TEXT:
==============================

Liebe Freunde des BBB,

In Anbetracht der verstärkten einseitigen Berichterstattung in Österreichs größter Tageszeitung über negative Auwsirkungen der offenen "Ost-"Grenzen nach der "Schengen-Erweiterung" und der angebliche Zusammenhang mit der erhöhten Kriminalität im Raum Wien habe ich als Reaktion auf die Titelseite der Kronen Zeitung vom 14.5.2009 eine Replik verfasst.


Mythos Grenzbalken

Sehr geehrte Redaktion,
Ihren Aufmacher vom 14.5. „Riesenärger über offene Ostgrenze“ möchte ich nicht unkommentiert lassen. Es ist zu kurz gegriffen, für die exorbitant hohe Kriminalität in und um Wien das Schengenabkommen verantwortlich zu machen. Vielmehr rächt sich die verfehlte Sicherheitspolitik vergangener Jahre, mit Personalausdünnung und reihenweise Schließungen von Wachzimmern, vor allem am Land. „Kriminaltouristen“ aus den Nachbarländern fallen weniger ins Gewicht, als ausländische Straftäter, die hier in Österreich ansässig sind. Polemiken wie Ihre Schlagzeile, die den „Mythos Grenzbalken“ heraufbeschwören, sind völlig fehl am Platze, denn es ist sehr naiv anzunehmen, dass sich Kriminalität an den Grenzen stoppen lässt.
Ich selbst verbringe berufsbedingt seit 2005 jede Woche durchschnittlich zwei Tage in Tschechien. Das macht seither weit über 500 Grenzübertritte über die „Ost“-Grenze, plus viele private Reisen in unsere Nachbarländer. In der „Vor-Schengen-Zeit“, also das, was sich angeblich 62% der Österreicher wieder wünschen, wurde mein Pass an der Grenze kaum kontrolliert, sehr, sehr selten hat sich ein Grenzer dazu aufgerafft, den Pass genauer anzuschauen. Seit der offenen Grenze bin ich persönlich bereits siebenmal streng kontrolliert worden (inklusive Gepäckskontrolle), zweimal an der slowakischen, fünfmal an der tschechischen Grenze. Schengen hat die grenzüberschreitende Kriminalitätsbekämpfung wesentlich erleichtert, und die Einreise aus Drittstaaten wurde erschwert. Davon kann man sich jederzeit etwa an der slowenisch-kroatischen, der ungarisch-serbischen oder slowakisch-ukrainischen Grenze überzeugen.

==============================

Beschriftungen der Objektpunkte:
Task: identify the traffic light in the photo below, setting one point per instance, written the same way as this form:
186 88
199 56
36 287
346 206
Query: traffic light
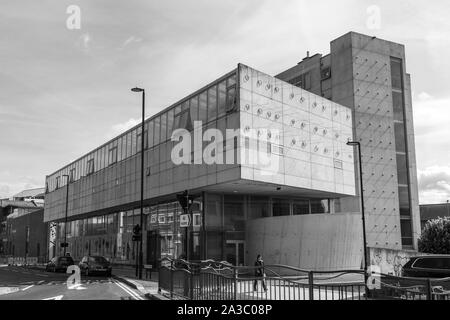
137 233
185 200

==============================

AUFGABENSTELLUNG: Liste alle Grenzen auf, die der Text im letzten Satz als Orte nennt, an denen sich die erschwerte Einreise aus Drittstaaten überprüfen lässt.

ERGEBNIS:
- slowenisch-kroatische Grenze
- ungarisch-serbische Grenze
- slowakisch-ukrainische Grenze